Start of Provided data

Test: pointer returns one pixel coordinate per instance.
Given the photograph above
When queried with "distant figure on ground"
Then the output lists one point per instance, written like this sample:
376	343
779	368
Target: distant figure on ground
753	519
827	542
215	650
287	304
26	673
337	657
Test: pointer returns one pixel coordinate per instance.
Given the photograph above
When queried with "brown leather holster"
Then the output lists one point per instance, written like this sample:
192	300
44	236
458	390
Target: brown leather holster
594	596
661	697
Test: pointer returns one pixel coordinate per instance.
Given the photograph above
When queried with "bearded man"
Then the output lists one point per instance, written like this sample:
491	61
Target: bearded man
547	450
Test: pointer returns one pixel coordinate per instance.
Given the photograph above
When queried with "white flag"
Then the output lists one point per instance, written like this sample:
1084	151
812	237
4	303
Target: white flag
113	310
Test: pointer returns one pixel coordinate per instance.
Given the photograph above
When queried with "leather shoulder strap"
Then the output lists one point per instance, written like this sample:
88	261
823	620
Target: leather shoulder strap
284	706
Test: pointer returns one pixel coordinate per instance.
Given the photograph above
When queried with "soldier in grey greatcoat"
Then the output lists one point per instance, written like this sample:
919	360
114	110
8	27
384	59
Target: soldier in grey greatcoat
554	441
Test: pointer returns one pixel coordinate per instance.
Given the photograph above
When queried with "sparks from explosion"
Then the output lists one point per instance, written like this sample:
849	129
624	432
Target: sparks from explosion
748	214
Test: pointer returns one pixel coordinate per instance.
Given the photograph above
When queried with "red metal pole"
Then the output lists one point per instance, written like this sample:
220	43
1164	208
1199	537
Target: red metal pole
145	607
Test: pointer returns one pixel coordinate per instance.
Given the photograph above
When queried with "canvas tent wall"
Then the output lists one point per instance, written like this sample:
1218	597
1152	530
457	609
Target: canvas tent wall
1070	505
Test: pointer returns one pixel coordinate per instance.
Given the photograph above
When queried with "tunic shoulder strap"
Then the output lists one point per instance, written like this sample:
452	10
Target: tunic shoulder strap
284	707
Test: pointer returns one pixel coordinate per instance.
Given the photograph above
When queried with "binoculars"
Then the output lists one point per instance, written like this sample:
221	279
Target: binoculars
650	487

End of Provided data

■ **Work instructions**: List every line above that contains the word "greatcoat".

■ **Response below**:
When queried with "soldier in grey greatcoat"
Target: soldier in grey greatcoat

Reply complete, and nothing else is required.